1. Field of Disclosure
The disclosure generally relates to the field of controlling motion of a system, and more specifically to generating dynamically feasible motion of a system.
2. Description of the Related Art
The emergence of the field of humanoid robotics in the last decade is largely attributed to the expectation that humanoid robots will eventually become an integral part of our everyday lives, serving as caretakers for the elderly and disabled, providing assistance in homes and offices, and assisting in surgery and physical therapy. From a control perspective, much effort has been aimed at addressing various aspects of humanoid robot control, such as motion execution, safety, constraint handling, multi-contact control, balance control, and obstacle avoidance. See C. Kemp et al., “Springer Handbook of Robotics” (Chapter 56: Humanoids) (2008), B. Siciliano and O. Khatib, Eds., the content of which is incorporated by reference herein in its entirety. Although the utility of robots operating in human environments rests, to a large extent, on execution of upper-body motion and manipulation tasks, the ability to sustain dynamic balance in response to upper-body motion is an important problem that is unique to humanoid robotics research.
Whole-body motion from upper-body task specifications has been examined by several research groups and significant advances have been reported. Given that the hardware platform of many humanoid robots is designed for position control, the majority of past and present developments in whole-body motion control have been centered around kinematic and inverse kinematic control techniques. For example, one approach considered the problem of off-line motion editing when transferring pre-recorded motion from a human to a humanoid robot under the assumption of a single support stance. See N. Naksuk et al., “Whole-body human-to-humanoid motion transfer”, IEEE/RAS International Conference on Humanoid Robots (2005), pp. 104-109, the content of which is incorporated by reference herein in its entirety. The proposed scheme yielded a balanced humanoid motion with minimal angular momentum at the center of mass. Another approach generates whole-body motion from upper-body human motion capture using a marker system. See C. Ott et al., “Motion capture based human motion recognition and imitation by direct marker control,” IEEE/RAS International Conference on Humanoid Robots (2008), pp. 399-405, the content of which is incorporated by reference herein in its entirety. However, these approaches do not handle highly dynamic motion since they use a constant center of mass/gravity position centered inside the support polygon in their balance controllers.

Dataset excerpts:
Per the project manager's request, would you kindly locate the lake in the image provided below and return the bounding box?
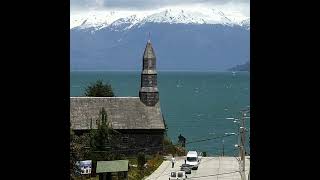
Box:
[70,71,250,155]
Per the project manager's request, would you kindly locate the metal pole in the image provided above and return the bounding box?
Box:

Exercise 1: Translate this sentence from the humanoid robotics passage into Spanish: "The proposed scheme yielded a balanced humanoid motion with minimal angular momentum at the center of mass."
Exercise 2: Transcribe the humanoid robotics passage between "1. Field of" and "of a system.", inclusive.

Output 1: El esquema propuesto produjo un movimiento humanoide equilibrado con un momento angular mínimo en el centro de masa.

Output 2:
1. Field of Disclosure
The disclosure generally relates to the field of controlling motion of a system, and more specifically to generating dynamically feasible motion of a system.